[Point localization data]

-------------------------

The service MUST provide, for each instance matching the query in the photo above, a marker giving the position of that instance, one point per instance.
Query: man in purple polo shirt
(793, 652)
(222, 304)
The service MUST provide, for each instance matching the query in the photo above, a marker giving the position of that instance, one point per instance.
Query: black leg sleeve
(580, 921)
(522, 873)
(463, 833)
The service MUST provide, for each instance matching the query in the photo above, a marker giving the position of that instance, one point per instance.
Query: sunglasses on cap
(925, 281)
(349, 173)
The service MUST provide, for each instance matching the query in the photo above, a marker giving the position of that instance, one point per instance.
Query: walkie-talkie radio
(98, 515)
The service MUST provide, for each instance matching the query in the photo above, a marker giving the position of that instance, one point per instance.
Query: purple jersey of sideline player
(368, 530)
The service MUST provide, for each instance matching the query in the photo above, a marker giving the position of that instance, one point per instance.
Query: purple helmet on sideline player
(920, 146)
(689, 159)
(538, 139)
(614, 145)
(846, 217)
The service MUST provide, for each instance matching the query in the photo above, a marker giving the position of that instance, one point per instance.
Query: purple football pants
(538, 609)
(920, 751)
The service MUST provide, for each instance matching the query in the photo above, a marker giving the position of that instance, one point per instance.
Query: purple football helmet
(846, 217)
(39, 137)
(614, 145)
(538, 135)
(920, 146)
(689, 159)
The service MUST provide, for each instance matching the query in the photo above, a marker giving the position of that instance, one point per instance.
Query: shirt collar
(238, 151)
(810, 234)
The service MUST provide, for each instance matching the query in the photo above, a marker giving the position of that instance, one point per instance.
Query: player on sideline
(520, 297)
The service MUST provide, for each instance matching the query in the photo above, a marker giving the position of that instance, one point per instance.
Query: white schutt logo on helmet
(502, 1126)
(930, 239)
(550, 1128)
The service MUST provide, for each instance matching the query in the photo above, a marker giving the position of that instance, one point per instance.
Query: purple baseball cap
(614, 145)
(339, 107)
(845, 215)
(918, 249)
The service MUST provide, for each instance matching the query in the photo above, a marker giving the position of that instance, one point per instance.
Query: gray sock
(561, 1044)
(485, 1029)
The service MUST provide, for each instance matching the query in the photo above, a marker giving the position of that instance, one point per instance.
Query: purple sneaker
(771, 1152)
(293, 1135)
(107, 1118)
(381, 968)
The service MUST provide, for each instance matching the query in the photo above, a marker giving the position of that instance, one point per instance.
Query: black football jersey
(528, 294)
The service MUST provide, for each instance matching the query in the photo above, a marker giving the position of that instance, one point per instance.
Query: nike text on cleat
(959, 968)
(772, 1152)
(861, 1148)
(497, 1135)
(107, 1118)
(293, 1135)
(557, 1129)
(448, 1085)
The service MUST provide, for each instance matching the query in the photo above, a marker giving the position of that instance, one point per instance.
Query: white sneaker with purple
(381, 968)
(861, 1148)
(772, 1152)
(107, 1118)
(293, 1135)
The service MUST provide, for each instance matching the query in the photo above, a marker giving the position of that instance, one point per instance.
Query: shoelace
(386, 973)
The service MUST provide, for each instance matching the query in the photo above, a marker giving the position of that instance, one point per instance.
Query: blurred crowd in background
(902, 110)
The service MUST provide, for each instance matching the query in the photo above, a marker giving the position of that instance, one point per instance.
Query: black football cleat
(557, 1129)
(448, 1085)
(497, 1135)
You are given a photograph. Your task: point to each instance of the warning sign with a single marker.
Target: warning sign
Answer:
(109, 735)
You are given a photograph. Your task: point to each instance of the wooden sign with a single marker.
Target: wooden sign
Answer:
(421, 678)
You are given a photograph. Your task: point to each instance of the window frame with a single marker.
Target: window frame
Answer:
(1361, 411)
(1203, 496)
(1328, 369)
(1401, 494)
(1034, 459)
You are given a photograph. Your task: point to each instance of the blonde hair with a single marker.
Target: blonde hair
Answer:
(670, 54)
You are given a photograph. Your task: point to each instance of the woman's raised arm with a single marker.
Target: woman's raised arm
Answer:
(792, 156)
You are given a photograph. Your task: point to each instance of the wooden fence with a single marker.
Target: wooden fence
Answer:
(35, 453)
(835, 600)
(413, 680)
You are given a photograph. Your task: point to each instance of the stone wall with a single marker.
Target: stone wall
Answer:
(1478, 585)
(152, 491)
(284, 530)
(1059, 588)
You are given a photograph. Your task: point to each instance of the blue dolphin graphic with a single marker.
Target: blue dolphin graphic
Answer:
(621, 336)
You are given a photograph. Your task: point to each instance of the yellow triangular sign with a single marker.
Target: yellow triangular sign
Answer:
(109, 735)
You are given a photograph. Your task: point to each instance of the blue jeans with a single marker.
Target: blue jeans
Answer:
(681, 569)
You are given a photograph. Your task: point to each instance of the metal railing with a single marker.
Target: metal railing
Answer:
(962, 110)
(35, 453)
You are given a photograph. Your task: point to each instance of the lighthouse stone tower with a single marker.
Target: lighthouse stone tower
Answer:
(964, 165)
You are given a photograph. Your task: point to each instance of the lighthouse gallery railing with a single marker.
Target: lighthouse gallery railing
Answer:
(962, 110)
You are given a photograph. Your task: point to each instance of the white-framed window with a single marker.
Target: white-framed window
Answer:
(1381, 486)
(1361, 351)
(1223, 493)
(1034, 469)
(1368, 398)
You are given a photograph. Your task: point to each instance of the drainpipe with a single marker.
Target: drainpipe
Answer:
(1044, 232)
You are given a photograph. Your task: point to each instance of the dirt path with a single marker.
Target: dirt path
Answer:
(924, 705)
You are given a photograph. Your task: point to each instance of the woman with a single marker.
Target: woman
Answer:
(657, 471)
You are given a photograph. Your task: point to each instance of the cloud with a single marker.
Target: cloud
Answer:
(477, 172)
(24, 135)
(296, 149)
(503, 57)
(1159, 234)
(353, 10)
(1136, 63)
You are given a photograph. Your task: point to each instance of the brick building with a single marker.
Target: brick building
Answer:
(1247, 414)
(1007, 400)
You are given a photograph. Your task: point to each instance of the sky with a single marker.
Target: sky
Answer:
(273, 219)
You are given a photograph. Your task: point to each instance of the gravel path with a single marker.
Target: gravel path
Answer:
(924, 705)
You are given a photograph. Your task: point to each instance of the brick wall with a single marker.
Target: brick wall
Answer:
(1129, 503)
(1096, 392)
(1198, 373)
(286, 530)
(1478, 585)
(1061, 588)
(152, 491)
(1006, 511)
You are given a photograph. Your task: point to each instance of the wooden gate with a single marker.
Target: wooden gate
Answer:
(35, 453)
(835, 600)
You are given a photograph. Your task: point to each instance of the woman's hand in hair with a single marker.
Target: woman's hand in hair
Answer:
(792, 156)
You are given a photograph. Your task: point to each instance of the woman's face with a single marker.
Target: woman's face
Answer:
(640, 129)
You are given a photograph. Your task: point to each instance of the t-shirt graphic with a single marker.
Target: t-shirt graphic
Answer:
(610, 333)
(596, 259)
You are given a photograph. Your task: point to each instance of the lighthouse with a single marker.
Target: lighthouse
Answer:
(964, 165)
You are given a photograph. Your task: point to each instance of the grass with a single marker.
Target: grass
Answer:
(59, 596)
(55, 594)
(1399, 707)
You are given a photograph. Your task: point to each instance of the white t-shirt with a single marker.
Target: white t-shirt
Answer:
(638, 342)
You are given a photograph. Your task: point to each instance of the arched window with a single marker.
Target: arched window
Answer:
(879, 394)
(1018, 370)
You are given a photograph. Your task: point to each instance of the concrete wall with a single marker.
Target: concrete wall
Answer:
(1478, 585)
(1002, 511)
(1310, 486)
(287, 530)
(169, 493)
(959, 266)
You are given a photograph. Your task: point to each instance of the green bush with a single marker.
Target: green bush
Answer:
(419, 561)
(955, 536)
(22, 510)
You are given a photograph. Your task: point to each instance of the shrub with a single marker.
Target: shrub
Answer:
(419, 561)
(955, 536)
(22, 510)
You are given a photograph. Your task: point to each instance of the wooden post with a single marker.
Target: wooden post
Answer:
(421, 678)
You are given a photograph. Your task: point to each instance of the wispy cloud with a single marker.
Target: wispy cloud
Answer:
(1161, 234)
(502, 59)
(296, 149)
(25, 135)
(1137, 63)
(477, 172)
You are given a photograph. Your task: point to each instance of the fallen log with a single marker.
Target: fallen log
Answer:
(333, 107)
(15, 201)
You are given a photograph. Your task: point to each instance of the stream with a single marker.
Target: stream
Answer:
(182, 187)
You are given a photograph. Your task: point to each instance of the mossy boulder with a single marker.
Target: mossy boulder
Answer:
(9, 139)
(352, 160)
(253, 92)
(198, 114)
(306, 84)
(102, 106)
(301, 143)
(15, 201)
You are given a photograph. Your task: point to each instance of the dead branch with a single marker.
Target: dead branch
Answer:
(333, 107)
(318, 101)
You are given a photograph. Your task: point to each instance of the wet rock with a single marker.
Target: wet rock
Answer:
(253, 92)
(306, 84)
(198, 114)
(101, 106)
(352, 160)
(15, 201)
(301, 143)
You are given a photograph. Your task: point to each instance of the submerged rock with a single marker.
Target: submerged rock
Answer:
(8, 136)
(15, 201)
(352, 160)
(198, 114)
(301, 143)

-------------------------

▸ **Assignment**
Return only the lines between the one holding "gravel path with a single marker." and the one holding "in hair with a single marker.", inclusive, exactly as they appear above.

▸ **Exercise answer**
You are given a photograph. Your task: point to each instance of the gravel path with a single marker.
Target: gravel path
Answer:
(924, 705)
You are given a photograph. Your task: point to each instance of the brick wall with a single marker.
Target: brick wall
Answer:
(1129, 503)
(1096, 392)
(1198, 373)
(286, 530)
(1478, 585)
(1061, 588)
(152, 491)
(1006, 511)
You are given a photograph. Your task: point to each instance of the wooden gate with a single marker.
Target: wooden gate
Answer:
(35, 453)
(835, 600)
You are given a photograph. Your task: point to each instance of the woman's hand in hair with a single marker.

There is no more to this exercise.